━━ THE RECORDS ━━
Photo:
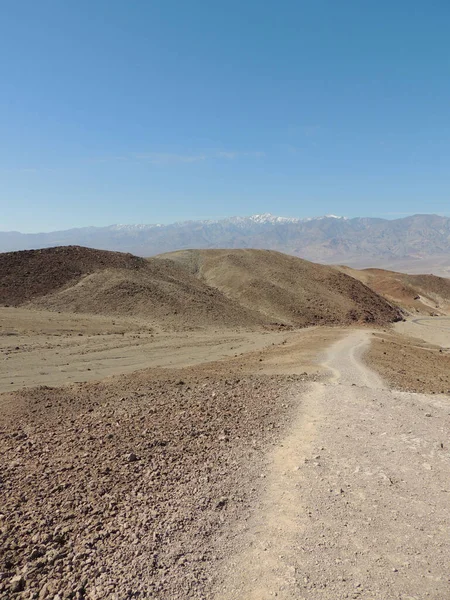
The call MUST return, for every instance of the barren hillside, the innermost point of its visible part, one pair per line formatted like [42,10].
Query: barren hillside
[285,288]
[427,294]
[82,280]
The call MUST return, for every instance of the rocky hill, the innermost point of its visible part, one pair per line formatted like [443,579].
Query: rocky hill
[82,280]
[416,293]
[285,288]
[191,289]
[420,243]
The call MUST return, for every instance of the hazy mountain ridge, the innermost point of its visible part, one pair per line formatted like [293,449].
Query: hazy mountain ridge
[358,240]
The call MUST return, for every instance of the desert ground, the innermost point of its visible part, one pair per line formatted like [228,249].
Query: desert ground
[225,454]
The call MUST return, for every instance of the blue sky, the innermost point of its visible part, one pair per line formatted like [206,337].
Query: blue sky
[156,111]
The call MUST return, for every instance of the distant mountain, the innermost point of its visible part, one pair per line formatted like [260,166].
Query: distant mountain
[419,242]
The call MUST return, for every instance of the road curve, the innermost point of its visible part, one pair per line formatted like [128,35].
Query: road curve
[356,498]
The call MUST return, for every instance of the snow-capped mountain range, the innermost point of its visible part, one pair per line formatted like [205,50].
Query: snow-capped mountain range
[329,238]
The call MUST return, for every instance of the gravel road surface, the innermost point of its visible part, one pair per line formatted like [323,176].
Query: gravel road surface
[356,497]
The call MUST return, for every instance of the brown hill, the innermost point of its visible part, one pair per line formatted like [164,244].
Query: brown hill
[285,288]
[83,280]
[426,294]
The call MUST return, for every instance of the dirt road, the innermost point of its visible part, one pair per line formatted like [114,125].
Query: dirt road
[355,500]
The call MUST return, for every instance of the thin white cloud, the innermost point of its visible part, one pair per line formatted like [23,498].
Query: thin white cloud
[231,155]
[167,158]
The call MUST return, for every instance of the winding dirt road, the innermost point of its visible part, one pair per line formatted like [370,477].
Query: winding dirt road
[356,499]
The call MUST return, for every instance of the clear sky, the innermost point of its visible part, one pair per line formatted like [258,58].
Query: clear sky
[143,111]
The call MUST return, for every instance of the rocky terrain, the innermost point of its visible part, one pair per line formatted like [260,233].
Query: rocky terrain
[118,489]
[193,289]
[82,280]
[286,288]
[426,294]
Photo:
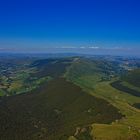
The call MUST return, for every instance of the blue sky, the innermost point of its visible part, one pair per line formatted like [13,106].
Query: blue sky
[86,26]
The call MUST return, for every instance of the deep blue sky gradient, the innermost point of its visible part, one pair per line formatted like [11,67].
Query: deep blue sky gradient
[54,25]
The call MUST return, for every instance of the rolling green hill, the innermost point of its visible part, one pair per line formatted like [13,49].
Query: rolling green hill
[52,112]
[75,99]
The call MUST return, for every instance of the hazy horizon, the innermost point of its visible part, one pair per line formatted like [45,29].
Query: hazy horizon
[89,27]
━━━
━━ THE RECORDS ━━
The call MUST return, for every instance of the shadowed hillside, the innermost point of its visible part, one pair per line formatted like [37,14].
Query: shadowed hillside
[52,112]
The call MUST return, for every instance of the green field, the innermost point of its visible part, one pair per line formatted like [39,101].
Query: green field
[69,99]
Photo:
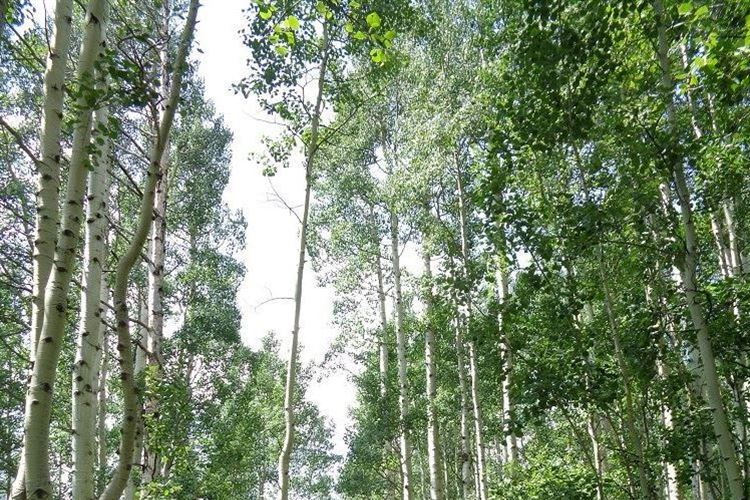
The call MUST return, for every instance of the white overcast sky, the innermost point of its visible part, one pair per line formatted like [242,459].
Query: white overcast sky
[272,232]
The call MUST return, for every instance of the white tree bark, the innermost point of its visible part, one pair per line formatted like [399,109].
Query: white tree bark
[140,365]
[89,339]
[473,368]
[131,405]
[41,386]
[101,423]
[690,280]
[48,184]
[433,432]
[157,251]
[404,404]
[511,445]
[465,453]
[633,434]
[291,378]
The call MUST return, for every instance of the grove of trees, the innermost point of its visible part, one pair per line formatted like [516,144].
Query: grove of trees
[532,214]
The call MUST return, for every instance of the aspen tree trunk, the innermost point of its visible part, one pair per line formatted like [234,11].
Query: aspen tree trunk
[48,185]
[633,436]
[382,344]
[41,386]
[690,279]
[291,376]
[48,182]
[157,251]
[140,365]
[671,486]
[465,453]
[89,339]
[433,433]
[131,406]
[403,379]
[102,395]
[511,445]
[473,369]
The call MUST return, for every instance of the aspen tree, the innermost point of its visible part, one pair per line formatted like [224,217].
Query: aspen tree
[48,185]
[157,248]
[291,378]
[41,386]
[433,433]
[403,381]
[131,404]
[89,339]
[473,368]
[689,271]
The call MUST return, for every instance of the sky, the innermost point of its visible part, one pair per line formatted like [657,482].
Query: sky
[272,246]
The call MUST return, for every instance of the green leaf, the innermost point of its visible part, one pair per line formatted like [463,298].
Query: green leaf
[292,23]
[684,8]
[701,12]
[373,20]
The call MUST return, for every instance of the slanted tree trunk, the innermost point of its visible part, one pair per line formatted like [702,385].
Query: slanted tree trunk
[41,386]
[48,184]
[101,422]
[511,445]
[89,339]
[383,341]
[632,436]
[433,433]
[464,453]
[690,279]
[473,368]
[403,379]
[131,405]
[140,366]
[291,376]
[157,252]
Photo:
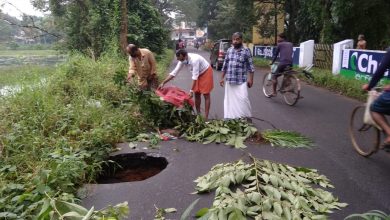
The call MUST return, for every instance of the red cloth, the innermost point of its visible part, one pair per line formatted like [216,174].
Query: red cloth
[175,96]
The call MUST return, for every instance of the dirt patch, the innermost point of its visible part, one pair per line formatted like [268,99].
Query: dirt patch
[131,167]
━━━
━━ THE RECORDS ━━
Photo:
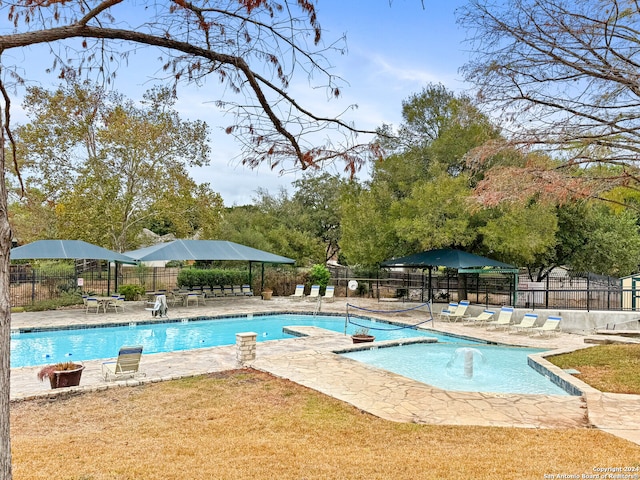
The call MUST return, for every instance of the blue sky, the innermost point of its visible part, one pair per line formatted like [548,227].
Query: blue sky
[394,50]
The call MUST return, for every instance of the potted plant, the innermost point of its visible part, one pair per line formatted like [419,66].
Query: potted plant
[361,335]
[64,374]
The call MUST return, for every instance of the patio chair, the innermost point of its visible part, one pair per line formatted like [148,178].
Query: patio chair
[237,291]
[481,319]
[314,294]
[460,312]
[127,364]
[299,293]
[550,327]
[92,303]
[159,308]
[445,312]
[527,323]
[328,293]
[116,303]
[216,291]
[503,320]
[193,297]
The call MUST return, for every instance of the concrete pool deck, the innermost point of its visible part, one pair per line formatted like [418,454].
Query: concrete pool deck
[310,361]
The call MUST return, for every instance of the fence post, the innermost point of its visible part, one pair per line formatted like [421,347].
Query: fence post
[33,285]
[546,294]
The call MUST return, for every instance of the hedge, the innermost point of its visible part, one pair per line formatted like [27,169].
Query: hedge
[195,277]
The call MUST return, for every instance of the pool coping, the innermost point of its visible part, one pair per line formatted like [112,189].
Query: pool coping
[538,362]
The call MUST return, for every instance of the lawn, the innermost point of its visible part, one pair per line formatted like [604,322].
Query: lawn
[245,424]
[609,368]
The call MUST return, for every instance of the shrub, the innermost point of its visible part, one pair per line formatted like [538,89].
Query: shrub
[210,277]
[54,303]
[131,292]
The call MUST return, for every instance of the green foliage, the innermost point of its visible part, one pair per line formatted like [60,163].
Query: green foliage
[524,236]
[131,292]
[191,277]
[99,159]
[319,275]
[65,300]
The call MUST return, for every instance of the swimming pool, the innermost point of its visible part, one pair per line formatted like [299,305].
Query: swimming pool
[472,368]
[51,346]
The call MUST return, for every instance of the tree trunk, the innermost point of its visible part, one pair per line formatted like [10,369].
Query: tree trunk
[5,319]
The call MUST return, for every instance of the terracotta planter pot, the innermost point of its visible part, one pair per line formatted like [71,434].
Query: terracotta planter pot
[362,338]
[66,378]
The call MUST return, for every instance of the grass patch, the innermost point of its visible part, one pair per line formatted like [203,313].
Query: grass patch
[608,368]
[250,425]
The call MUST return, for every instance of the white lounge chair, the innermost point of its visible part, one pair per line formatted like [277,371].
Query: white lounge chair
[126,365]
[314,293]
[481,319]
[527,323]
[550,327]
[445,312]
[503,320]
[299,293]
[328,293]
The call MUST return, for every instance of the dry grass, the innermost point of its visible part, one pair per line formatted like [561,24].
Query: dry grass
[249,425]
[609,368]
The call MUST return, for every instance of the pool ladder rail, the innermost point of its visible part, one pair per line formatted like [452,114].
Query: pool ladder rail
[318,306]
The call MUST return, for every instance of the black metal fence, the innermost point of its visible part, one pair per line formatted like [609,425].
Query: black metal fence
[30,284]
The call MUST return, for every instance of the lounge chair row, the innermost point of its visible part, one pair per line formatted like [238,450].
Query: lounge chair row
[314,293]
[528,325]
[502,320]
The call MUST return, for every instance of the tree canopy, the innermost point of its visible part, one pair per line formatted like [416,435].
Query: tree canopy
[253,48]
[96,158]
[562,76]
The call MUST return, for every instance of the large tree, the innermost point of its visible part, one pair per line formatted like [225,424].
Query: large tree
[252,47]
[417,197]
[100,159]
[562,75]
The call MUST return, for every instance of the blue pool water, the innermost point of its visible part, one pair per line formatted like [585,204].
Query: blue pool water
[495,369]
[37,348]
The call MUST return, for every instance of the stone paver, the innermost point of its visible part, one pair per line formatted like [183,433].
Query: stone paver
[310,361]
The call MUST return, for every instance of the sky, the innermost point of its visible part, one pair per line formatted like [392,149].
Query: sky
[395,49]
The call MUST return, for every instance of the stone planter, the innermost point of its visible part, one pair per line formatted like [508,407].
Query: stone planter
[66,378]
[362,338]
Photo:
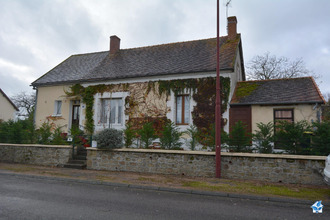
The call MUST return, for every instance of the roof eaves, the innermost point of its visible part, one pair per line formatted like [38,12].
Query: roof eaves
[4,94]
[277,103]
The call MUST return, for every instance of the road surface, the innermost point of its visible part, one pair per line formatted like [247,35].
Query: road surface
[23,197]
━━━
TASK PROMPT:
Which lines in the material above contain the word "lawn"? Report each one in full.

COMPLETED EXERCISE:
The call MUST return, for every instance of the lawn, the innermost point of its visible part, one pair per line formatted like [604,322].
Query: lawn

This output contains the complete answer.